_Brano da leggere_.
Tralasciando, in questa sede, i problemi legati alla successione di leggi nel tempo, è doveroso sottolineare come ad un'esclusione di rilevanza penale estesa a tutti i casi di colpa lieve si sostituisca oggi l'esclusione di rilevanza penale dei soli casi di imperizia preceduta da rigoroso rispetto delle raccomandazioni e delle linee guida ovvero delle buone pratiche mediche.
La scriminante che in precedenza operava in tutti i casi di colpa lieve, per effetto della novella legislativa, trova spazio solo nella descritta e circoscritta ipotesi di imperizia.
La negligenza e la imprudenza non sono contemplate dalla norma e pertanto parrebbe potersi sostenere che qualunque attività del sanitario censurabile sotto il predetto duplice profilo sia sempre e comunque destinata a trovare rilevanza penale.
Quella appena offerta è evidentemente una lettura estremamente rigorosa che rispetta in modo tassativo i principi fondamentali del diritto penale di cui si è detto in precedenza. Ma essa conduce ad inaccettabili contraddizioni del sistema.
Si finisce, invero, per negare la responsabilità del medico che, pur avendo rispettato alla lettera le raccomandazioni previste dalle linee guida, anche in tema di opzione chirurgica o terapeutica in generale, esegua concretamente un intervento in modo maldestro e cagioni in tal modo il decesso del paziente.

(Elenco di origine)
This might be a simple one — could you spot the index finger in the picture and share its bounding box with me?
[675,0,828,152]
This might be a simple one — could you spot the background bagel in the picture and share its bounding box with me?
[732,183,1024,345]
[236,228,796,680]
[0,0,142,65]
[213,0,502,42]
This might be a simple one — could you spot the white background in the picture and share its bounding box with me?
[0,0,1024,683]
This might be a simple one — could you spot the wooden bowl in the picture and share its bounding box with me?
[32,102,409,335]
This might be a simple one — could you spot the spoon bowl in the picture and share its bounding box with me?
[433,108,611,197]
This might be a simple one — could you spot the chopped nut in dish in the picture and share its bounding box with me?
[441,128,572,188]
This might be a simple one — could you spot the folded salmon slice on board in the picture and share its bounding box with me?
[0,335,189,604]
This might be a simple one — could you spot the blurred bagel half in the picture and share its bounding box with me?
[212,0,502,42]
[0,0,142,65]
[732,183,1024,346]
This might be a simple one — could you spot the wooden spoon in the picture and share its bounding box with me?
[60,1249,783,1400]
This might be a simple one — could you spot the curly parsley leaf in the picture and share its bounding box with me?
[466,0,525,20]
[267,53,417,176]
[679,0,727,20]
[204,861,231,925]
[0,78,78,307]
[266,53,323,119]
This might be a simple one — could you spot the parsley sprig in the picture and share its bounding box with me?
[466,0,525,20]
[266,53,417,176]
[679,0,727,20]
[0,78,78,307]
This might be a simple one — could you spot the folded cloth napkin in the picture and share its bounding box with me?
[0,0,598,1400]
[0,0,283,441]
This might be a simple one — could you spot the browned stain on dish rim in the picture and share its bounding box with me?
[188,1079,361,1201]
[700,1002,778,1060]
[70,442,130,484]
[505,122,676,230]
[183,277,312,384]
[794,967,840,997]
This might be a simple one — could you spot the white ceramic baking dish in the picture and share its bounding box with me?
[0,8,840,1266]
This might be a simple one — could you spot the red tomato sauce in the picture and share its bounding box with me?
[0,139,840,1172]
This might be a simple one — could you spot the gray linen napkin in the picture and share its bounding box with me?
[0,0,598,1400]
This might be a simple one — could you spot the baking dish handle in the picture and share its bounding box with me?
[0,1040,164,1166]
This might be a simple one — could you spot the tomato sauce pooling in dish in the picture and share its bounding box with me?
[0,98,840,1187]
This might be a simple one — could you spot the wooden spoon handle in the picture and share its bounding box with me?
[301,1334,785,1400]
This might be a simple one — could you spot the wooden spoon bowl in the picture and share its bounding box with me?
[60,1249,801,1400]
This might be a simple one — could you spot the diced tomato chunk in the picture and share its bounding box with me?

_Compito assegnato 1_. Riporta la parte del brano sulla responsabilità penale del medico compresa tra "La negligenza e" e "trovare rilevanza penale.", estremi inclusi.
_Compito assegnato 2_. Secondo il brano sulla responsabilità penale del medico, quali due profili di colpa non sono contemplati dalla norma?
_Compito assegnato 3_. Riprendi il brano sulla responsabilità penale del medico e continualo dal punto in cui termina.
L'elenco non ha alcun ruolo in questo esercizio.

_Spazio risposta 1_.
La negligenza e la imprudenza non sono contemplate dalla norma e pertanto parrebbe potersi sostenere che qualunque attività del sanitario censurabile sotto il predetto duplice profilo sia sempre e comunque destinata a trovare rilevanza penale.

_Spazio risposta 2_. La negligenza e l'imprudenza.

_Spazio risposta 3_.
E' in tale ottica che una prima pronuncia della Suprema Corte (IV Sezione Penale - 20 aprile 2017 – n. 28187), nel disperato tentativo di neutralizzare un tal rischio (di palese violazione della Carta Costituzionale, sia in termini di rispetto del principio di uguaglianza che di rispetto del diritto inviolabile alla salute), era arrivata a statuire che il sanitario potrà andare esente da responsabilità solo nelle ipotesi in cui il suo operato sia rispettoso delle più volte citate raccomandazioni, sia in fase elettiva (rispetto al tipo di intervento da porre in essere) che in fase esecutiva.
Recentissimamente, la medesima sezione della Corte di Cassazione, trascurando l'indirizzo offerto dal citato precedente, ha, per contro, statuito che: “L'art. 590 sexies c.p. prevede una causa di non punibiltà dell'esercente la professione sanitaria operante, ricorrendo le condizioni previste dalla disposizione normativa (rispetto delle linee guida o, in mancanza, delle buone pratiche clinico assistenziali, adeguate alla specificità del caso), nel solo caso di imperizia, indipendentemente dal grado della colpa, essendo compatibile il rispetto delle linee guida e delle buone pratiche con la condotta imperita nell'applicazione delle stesse.”. Una presa di posizione, questa, che sembra voler scagliare verso il legislatore il frutto del suo cattivo operato. Una norma mal formulata non può che generare decisioni inique e, talvolta, paradossali, come quella appena citata, secondo la quale l'imperizia in fase esecutiva sarebbe comunque in grado di scriminare la condotta colposa del medico, se posta in essere a valle di uno scrupoloso rispetto, in fase pre-esecutiva, delle raccomandazioni e delle linee guida. Il medico che scelga correttamente il tipo di intervento e poi per assoluta imperizia cagioni lesioni letali al paziente non dovrà rispondere penalmente del suo operato.
Il contrasto giurisprudenziale insorto in seno alla medesima sezione della Corte di Cassazione ha stimolato la trasmissione di un terzo fascicolo, relativo ad un processo penale a carico di un medico neurochirurgo, alle Sezioni Unite della Corte di Cassazione che si pronunceranno il prossimo 21 dicembre.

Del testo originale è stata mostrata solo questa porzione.